What you should do ->
Pick out each line in the rows below that contains the string "horizon", and copy those lines.

Exercise inputs ->
_ _ _ _ _ _ _

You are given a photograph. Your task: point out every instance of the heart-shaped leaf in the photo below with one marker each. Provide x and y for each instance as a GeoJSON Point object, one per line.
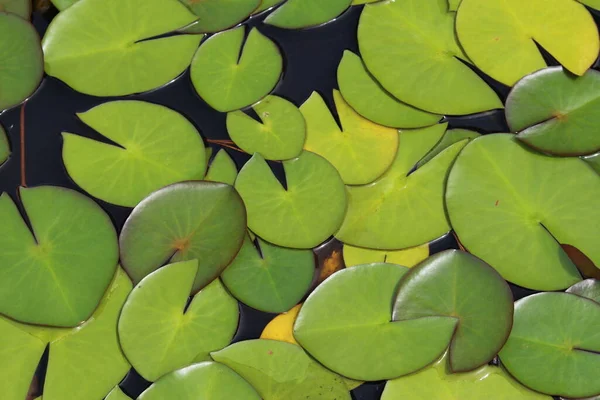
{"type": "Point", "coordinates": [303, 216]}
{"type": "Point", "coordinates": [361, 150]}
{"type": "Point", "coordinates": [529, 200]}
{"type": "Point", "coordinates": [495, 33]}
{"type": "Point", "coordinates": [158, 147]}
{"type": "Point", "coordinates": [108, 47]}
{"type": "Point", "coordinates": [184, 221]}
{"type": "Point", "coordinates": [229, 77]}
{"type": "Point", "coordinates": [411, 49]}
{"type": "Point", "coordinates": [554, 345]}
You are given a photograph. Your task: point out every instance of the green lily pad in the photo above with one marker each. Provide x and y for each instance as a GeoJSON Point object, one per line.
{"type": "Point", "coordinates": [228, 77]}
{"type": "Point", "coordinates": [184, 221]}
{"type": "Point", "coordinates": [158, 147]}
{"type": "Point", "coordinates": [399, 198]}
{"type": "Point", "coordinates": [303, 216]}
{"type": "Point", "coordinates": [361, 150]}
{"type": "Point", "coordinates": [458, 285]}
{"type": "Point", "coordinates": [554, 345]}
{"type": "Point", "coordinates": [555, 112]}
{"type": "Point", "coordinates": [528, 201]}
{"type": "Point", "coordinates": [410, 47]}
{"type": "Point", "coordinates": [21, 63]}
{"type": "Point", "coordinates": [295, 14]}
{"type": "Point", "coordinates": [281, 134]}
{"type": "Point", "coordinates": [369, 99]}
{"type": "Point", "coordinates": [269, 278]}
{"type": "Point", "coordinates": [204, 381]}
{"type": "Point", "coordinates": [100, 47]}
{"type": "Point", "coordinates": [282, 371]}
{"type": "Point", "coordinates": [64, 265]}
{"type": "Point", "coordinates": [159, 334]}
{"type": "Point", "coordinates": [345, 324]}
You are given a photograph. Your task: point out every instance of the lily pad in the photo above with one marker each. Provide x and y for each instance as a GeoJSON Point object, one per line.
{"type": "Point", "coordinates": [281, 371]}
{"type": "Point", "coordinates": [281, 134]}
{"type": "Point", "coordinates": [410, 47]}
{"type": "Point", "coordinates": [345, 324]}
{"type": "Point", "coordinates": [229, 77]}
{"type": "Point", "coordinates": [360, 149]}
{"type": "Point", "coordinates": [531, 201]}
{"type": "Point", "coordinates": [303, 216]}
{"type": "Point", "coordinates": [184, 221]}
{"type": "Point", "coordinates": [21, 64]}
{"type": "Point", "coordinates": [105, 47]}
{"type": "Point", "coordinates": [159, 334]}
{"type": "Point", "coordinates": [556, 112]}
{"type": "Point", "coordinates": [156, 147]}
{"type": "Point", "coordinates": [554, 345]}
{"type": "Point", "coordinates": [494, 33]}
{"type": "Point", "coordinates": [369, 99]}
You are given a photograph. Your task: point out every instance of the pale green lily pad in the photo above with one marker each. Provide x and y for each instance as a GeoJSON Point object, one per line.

_ _ _ _ _ _ _

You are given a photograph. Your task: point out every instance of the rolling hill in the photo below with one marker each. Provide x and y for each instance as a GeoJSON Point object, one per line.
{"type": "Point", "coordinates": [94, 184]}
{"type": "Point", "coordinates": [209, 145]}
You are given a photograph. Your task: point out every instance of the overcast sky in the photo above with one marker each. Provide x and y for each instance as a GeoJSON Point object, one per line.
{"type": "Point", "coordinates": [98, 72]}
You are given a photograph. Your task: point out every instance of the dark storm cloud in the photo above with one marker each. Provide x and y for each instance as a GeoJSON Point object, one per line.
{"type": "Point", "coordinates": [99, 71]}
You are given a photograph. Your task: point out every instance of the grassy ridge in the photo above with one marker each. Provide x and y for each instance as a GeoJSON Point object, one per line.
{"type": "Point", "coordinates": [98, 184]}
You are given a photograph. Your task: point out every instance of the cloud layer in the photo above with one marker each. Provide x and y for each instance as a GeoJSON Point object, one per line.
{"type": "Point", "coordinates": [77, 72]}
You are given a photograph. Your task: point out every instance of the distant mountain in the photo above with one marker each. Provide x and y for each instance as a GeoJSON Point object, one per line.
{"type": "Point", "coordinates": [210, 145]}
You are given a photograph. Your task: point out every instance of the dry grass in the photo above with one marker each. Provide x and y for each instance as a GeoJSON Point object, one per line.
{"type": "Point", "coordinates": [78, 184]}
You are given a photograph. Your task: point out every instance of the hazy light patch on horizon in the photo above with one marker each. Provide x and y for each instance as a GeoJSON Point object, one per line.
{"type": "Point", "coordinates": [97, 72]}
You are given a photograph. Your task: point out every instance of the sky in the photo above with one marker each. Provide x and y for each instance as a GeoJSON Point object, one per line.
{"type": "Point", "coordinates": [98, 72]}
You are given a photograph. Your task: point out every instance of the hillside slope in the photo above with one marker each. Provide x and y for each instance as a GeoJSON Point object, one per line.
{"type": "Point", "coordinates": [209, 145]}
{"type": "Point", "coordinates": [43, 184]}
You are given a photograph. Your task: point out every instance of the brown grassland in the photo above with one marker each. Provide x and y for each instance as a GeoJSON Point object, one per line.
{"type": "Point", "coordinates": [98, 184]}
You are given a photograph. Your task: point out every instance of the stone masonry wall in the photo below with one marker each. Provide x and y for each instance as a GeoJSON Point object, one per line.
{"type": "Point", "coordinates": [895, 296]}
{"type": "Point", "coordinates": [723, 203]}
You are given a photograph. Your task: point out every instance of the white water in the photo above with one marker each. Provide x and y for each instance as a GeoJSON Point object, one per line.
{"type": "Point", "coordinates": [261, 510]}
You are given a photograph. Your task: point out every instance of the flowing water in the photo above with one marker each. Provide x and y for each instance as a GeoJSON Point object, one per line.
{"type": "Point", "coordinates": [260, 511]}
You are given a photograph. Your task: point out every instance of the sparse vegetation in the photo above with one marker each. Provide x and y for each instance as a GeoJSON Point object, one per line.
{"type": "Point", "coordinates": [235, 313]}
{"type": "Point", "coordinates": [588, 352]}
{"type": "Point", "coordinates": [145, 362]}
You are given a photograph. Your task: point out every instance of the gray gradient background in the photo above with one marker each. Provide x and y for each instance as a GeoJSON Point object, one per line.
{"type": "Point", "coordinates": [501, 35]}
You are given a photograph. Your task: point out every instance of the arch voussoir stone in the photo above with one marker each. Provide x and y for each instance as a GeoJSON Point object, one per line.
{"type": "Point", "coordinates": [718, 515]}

_ _ _ _ _ _ _

Result of the exercise ->
You are given a photograph. Your task: point out every instance of the hazy light patch on horizon in the photo above with one marker each. Provide x and y for each instance as a GeoJSON Point object, one per line.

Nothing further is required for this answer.